§ **What you need to do**: Scale the part of the records that opens with the line containing "Task: Locate the man in black" and closes with the line containing "[79,139,157,151]", reproducing every line in it, task lines included, and nothing else. Multiply each bounding box coordinate by 0.55 and round to a whole number, with halves going up.

§ **Provided records**:
━━━━━━
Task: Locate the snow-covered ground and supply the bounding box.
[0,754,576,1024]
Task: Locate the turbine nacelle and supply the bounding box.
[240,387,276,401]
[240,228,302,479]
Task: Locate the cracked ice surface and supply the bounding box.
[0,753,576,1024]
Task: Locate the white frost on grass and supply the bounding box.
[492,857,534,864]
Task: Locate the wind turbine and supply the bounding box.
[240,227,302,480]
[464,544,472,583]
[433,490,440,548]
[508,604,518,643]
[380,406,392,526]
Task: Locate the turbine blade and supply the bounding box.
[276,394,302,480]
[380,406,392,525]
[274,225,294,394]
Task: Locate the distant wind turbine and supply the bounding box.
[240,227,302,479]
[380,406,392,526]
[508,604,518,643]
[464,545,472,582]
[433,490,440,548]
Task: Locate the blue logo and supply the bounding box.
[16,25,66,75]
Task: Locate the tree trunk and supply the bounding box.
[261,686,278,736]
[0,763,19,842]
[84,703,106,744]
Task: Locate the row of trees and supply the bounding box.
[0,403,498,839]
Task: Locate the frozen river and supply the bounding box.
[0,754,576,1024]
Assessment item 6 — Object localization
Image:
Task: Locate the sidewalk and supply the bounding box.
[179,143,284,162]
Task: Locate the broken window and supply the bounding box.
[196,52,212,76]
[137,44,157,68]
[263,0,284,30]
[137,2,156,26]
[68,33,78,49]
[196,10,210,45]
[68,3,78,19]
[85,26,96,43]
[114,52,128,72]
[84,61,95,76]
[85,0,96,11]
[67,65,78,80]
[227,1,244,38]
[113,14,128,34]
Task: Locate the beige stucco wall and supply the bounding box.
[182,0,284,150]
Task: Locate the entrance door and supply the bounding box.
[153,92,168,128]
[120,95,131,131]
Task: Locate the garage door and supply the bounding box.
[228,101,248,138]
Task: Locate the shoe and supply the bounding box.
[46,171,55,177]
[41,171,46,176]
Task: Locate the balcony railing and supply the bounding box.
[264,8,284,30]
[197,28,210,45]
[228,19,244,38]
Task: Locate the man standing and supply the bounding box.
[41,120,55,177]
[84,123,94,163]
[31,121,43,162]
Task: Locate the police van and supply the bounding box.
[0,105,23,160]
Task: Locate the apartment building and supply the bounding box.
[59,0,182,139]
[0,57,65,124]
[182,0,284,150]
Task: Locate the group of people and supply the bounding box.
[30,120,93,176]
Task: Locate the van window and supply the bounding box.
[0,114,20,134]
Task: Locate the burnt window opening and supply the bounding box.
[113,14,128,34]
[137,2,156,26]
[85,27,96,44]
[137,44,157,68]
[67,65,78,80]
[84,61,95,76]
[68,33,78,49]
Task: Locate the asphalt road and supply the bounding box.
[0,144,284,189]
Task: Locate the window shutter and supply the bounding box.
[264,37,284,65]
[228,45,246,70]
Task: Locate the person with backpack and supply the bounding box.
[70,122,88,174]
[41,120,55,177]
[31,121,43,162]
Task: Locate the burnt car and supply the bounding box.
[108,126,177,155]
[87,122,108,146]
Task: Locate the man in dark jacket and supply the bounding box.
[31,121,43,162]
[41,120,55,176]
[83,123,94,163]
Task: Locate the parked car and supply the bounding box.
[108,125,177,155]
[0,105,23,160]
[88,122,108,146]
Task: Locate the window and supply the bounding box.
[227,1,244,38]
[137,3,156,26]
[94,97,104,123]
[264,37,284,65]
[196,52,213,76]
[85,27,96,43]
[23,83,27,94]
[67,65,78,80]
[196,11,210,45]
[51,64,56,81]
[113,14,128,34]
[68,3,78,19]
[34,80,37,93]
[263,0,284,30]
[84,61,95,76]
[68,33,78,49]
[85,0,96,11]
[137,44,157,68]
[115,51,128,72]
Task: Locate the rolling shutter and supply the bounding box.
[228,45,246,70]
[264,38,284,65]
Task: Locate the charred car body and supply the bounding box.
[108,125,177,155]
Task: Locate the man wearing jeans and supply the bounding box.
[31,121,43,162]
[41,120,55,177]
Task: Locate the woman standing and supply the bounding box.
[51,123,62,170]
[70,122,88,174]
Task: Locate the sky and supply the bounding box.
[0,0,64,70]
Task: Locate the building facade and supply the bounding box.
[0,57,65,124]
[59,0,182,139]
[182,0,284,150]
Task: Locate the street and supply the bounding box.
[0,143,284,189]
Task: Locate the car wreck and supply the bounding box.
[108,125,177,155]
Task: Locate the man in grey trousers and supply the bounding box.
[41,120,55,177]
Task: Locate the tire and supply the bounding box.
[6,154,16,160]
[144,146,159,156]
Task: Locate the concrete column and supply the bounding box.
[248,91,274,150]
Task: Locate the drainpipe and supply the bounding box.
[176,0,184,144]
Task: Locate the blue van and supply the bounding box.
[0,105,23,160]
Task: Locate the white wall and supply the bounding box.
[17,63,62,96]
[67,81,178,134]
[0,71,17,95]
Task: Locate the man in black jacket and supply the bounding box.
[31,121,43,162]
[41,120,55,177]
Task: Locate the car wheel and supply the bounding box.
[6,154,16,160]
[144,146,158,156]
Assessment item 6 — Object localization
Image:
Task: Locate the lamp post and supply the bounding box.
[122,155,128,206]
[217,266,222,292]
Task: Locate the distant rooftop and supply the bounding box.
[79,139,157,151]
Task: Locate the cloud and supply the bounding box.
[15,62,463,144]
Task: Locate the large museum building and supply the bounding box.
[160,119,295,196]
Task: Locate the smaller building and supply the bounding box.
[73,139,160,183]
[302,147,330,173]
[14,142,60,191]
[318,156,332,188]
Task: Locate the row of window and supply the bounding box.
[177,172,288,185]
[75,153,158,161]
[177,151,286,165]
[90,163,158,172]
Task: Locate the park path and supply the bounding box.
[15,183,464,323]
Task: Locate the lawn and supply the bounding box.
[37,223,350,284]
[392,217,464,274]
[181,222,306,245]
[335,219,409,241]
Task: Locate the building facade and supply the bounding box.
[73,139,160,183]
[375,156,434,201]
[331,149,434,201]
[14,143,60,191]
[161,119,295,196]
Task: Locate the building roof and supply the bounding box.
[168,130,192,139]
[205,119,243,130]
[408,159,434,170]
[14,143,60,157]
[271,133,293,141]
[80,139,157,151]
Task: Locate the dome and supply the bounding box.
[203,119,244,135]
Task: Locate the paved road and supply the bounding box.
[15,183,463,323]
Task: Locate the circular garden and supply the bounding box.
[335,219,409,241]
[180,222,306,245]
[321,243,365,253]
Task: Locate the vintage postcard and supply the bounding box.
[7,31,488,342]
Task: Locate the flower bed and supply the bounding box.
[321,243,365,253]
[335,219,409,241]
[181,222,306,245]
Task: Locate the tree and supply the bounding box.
━━━━━━
§ **Result**:
Task: Locate the man in black jacket and supply the bounding box.
[17,67,24,89]
[23,66,30,97]
Task: Locate the car wheel and supply the bounding box.
[3,85,9,88]
[79,80,87,86]
Assessment item 6 — Object localization
Image:
Task: Locate the lamp post and supply the bounding box.
[67,85,70,113]
[119,146,122,161]
Task: Locate the distant rooftop and supply the bounding box.
[43,76,86,83]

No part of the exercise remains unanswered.